STATED GOAL: Output every record below exactly as it appears.

** start RECORD EXTRACTS **

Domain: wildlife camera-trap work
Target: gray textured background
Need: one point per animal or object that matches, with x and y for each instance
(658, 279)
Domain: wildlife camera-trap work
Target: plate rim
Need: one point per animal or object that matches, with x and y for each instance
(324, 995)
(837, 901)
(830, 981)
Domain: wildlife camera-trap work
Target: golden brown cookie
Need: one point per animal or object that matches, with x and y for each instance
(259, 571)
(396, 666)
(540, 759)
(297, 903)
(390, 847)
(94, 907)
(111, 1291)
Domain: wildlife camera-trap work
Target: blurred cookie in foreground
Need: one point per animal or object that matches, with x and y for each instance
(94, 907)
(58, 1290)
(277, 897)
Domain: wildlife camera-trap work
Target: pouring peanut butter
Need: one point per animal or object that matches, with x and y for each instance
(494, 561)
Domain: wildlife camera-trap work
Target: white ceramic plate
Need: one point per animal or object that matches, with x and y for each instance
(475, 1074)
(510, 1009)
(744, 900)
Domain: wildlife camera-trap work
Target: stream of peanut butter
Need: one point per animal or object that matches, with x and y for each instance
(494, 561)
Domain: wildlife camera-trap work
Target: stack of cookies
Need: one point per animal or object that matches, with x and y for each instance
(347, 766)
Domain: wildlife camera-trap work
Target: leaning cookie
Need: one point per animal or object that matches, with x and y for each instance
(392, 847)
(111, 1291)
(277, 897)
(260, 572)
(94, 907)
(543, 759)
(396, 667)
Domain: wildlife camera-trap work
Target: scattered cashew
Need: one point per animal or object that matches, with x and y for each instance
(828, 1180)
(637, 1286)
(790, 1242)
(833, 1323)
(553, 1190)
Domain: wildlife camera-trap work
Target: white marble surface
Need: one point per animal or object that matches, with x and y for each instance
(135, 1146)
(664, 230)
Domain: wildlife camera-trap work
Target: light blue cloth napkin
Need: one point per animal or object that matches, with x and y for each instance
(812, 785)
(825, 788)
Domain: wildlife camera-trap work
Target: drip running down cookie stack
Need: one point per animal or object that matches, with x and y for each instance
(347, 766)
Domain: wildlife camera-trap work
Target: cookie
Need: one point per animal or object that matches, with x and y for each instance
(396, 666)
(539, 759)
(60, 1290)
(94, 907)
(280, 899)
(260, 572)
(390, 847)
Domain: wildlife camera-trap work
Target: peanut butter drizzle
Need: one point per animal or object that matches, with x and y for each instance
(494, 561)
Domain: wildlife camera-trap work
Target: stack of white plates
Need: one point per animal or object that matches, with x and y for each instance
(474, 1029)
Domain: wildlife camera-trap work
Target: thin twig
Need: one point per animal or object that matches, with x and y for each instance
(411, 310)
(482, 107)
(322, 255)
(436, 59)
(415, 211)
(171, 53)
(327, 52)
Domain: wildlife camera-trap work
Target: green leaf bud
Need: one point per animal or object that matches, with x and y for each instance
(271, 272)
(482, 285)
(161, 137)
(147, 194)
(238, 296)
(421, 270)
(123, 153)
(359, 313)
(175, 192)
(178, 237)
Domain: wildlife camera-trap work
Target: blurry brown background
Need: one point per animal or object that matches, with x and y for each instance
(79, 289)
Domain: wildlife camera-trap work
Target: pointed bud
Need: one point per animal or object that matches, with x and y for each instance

** end RECORD EXTRACTS **

OUTPUT:
Domain: wildlife camera-trap work
Target: gray textured background
Need: one point per animal or object that matches, with x and y for each instance
(658, 279)
Domain: wildlife camera-trap work
Target: plate rim
Need: one point per animal or object that matches, with x and y for each instance
(324, 995)
(837, 901)
(830, 981)
Domain: wildlife camera-trap work
Target: golden brown cookie
Need: one point per animal or object that matches, with x and y for each instance
(259, 571)
(396, 666)
(540, 759)
(297, 903)
(390, 847)
(94, 907)
(111, 1291)
Domain: wildlife camera-trap work
Target: blurred cookie in foreground
Need: one point per animal or object that matches, with x and y for each instance
(94, 907)
(58, 1290)
(277, 897)
Domain: wildlife camera-trap work
Target: pouring peanut butter
Need: one point per animal or object that matches, with x and y for each instance
(494, 561)
Domain: wildlife camera-trap work
Target: white ceramic plate
Need: one point per animal or object that matches, with x and y for each instance
(475, 1074)
(510, 1009)
(744, 900)
Domain: wildlife camera-trap work
Target: stream of peanut butter
Need: one point per animal or object that matches, with x and y for each instance
(494, 561)
Domain: wildlife camera-trap work
Target: stack of cookies
Need: one point per animal or object that matches, with x and y for each instance
(347, 766)
Domain: wildlife camera-trap work
Target: leaning cookie
Need: one point per animal or object that matches, with x and y for each instance
(392, 847)
(111, 1291)
(277, 897)
(260, 572)
(94, 907)
(543, 759)
(396, 667)
Domain: wildlife camera-trap work
Target: scattered cashew
Need: one point per animal or object that matches, with x and y for each instance
(828, 1180)
(637, 1286)
(790, 1242)
(833, 1323)
(553, 1190)
Domain: wildlife camera-trap work
Target: white marble surface
Need: one point per animal or object that matches, with x and y for each instance
(135, 1146)
(664, 230)
Domain: wildlife camera-trap work
Target: light blue cloth napkin
Need: one point per animal or object that matches, with x and y for each instance
(812, 785)
(825, 788)
Domain: wildlife camera-trap work
Target: drip running down cookie stack
Need: one point per animal or object that matches, with x and y for each instance
(347, 766)
Domain: wildlife camera-trap work
Target: cookie
Need: one point per animal or object that matches, with x and y for each instance
(396, 666)
(539, 759)
(60, 1290)
(94, 907)
(280, 899)
(260, 572)
(390, 847)
Domain: wildlife camera-trap work
Target: peanut butter drizzle
Need: one point per animal or object that matches, with x and y for each instance
(494, 561)
Domain: wildlife camera-trap work
Target: stack of white plates
Need: one point per animal or object that matches, with x and y for each instance
(474, 1029)
Domain: wildlife camera-trap work
Target: thin twig
Need: one point per animal or object that matches, with x and y for each instance
(411, 310)
(482, 107)
(322, 255)
(436, 59)
(415, 211)
(171, 53)
(327, 52)
Domain: wildlife camera-trap work
Target: green leaf bud
Need: one point per animal or object that matches, with x and y for each instance
(271, 272)
(482, 285)
(161, 137)
(147, 194)
(238, 296)
(421, 270)
(123, 153)
(359, 313)
(175, 192)
(178, 237)
Domain: wildlife camera-trap work
Target: blurry brown background
Need: one point per animal or object that matches, with x and y for each instance
(79, 289)
Domain: wildlife camera-trap work
Target: pointed bud
Need: one point per animal or object that matches, with x and y for each instance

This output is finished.